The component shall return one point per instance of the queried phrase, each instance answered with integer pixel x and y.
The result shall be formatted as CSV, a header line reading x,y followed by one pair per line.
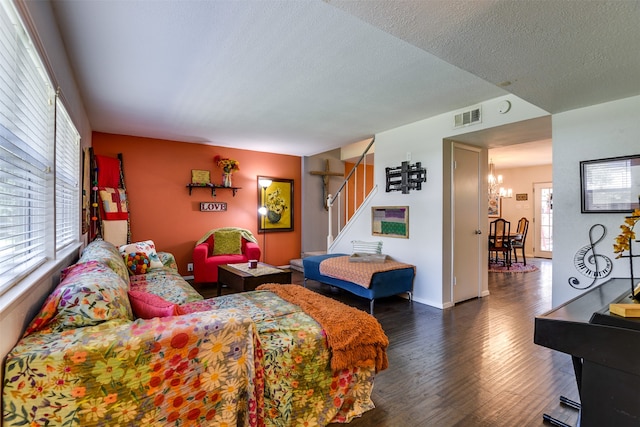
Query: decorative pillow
x,y
89,294
360,247
106,253
147,247
137,262
227,242
114,203
148,306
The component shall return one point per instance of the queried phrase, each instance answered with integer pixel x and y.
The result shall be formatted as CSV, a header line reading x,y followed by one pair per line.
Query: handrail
x,y
355,167
332,199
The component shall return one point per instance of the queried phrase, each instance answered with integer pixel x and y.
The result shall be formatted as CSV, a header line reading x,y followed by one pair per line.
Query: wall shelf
x,y
213,188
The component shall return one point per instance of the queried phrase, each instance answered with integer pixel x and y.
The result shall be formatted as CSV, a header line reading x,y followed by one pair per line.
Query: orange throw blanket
x,y
354,336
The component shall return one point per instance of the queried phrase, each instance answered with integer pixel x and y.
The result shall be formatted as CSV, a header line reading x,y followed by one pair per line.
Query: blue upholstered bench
x,y
383,284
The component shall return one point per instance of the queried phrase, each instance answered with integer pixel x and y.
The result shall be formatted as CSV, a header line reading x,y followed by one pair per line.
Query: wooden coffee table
x,y
240,281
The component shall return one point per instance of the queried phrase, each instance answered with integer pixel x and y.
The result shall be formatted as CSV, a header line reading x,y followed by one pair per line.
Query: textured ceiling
x,y
303,77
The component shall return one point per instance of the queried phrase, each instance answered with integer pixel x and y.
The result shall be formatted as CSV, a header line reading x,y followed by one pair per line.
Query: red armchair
x,y
205,264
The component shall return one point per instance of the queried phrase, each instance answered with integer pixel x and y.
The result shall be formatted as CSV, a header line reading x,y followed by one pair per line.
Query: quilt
x,y
300,388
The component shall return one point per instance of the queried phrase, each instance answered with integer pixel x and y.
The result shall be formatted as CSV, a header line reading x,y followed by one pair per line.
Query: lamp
x,y
494,181
264,183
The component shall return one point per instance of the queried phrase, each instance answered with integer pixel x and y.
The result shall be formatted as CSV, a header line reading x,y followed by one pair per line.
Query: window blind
x,y
67,161
26,129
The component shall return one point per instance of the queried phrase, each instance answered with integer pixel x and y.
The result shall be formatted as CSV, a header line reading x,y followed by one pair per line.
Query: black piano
x,y
605,349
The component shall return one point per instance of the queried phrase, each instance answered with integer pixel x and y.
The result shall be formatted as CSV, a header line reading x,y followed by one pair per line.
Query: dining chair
x,y
499,242
518,241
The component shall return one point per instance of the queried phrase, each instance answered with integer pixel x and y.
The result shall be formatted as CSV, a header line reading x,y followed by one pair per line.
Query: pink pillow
x,y
148,306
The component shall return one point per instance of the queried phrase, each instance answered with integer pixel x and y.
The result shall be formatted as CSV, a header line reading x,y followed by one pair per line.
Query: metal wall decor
x,y
213,206
406,177
590,263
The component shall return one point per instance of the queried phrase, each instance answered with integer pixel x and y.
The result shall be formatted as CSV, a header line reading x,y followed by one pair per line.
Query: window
x,y
67,141
27,119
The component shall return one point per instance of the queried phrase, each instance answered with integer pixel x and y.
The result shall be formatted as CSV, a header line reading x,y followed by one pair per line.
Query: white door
x,y
543,220
467,254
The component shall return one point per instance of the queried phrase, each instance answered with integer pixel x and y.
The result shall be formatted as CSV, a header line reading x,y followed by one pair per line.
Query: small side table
x,y
239,281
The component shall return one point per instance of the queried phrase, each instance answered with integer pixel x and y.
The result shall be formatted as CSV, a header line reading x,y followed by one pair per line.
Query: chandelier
x,y
495,182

□ □ □ □

ACTIVITY — The copy must match every line of the data exactly and contain no pictures.

SOLUTION BELOW —
The component shall return one point per instance of the queried phrase, each instance answered with integer pixel x and y.
The result shall be formatted as CSV, a header line reading x,y followed by one pair per line.
Query: decorative pillow
x,y
89,294
360,247
106,253
147,247
137,262
227,242
114,203
148,306
The component shall return one point per instance of the queried phrase, each instance answered with integer pixel x and y.
The result shall be formatted as CSV, a header line reading x,y followed by one pair per line.
Query: handrail
x,y
355,167
332,199
The component shall return one point per instance of the queried phrase, each instance answered with integer pixel x and y.
The result shall be formatted as CSV, a header line reading x,y followed by one pair per line.
Query: wall shelf
x,y
213,188
The component shall return one point per instance of the queried phrase, each instance answered with integer pixel x and y.
The result shall be formatted as CSV, a header line reading x,y followed by one pair per line.
Query: orange throw blanket
x,y
354,336
The component shall return one point per instance of the queried phrase, each instance answered with integer pixel x and y.
The result shall be formatted as CSV, a header line reading x,y followed by one pair per line.
Query: blue upholstered bench
x,y
383,284
The component shall return one point per instance of the queried phrase, each instance answered with integer pixel x and y.
The result shall be formatted as CSV, a header line reading x,y followed by one pair per line.
Query: wooden coffee table
x,y
240,281
The component shall return one point per instance of the queried phrase, each instance answered with integer pixel x and y.
The result shall be formatted as CSV, a header line reading x,y followed by one pair per line.
Query: textured ceiling
x,y
303,77
The component shall return one point per instance of the queried phrase, each instance answered with integer pixel x and y.
The result shall be formatted as CSV, a header line reading x,y followed by one pair per line.
Query: red armchair
x,y
205,264
The component shall return one point per instance of the queried phrase, each instance answered with integer pixel x and y.
The result shall be formatted as CSV, a header line reading x,y followed by one pair per line.
Query: quilt
x,y
300,388
The component shall return one point per instance of the queried phrase, each instance answered with integer pixel x and y.
The result shall be formatted as CSV, a header line reading x,y followed by one pair per line.
Query: lamp
x,y
494,181
264,183
The component shall return one point per instance of the queried phrase, each instance answered with integer pixel x and y.
The result shall be formatted as CSV, a header line reading x,y followed by one pair per line.
Query: window blind
x,y
67,161
26,129
The component shall return one point per instance of the queried phrase, each instance answered with integer pixel x and y.
The result shall be formatted as CSV, a header line reading x,y followed by one pair per line.
Query: black piano
x,y
605,349
The component shall return one point per instance of the queried phrase, each instance answered with integer pixel x and y.
The result shall be formatted as CSV, a header line reading x,y followed by one pair per line.
Query: dining chair
x,y
499,242
518,241
The component shall return one point per instance of the queried phrase, each instance answered with integer pixel x and y.
The result shall be formatted as CSV, a header line reading x,y followed by one pair per line.
Query: pink pillow
x,y
148,306
The component shall return one point per instance of the queried phrase, each instance answered with integer pixel x and y.
The result shall be formatted as CSV, a header line reading x,y followed by one pair per line.
Query: metal wall decor
x,y
213,206
406,177
590,263
The component shall return one point per instance of the queried phrase, each instance answered with integer pixel x and y.
The result shall be formatted as CSV, a header line reading x,y followed by one pair per line.
Query: window
x,y
67,141
27,119
The component shall return one point per instance of the queried phrase, each instance answered with integer pixel x and y.
The result shall be formatted as CSV, a header line reading x,y followed by one pair per line.
Query: white door
x,y
543,220
467,254
The component shall return one point per instance of the queried phrase, each instance answered with integer pixel x and y.
The result shall be formatted as CSV, a header line reading x,y followed by one pair per line.
Query: small side table
x,y
239,281
The component shall return one point per instance of the queried phrase, each instance answered with integer pixel x and y.
The result shall be formatted as CSV, a header line reading x,y followed by one pair per line.
Query: chandelier
x,y
495,182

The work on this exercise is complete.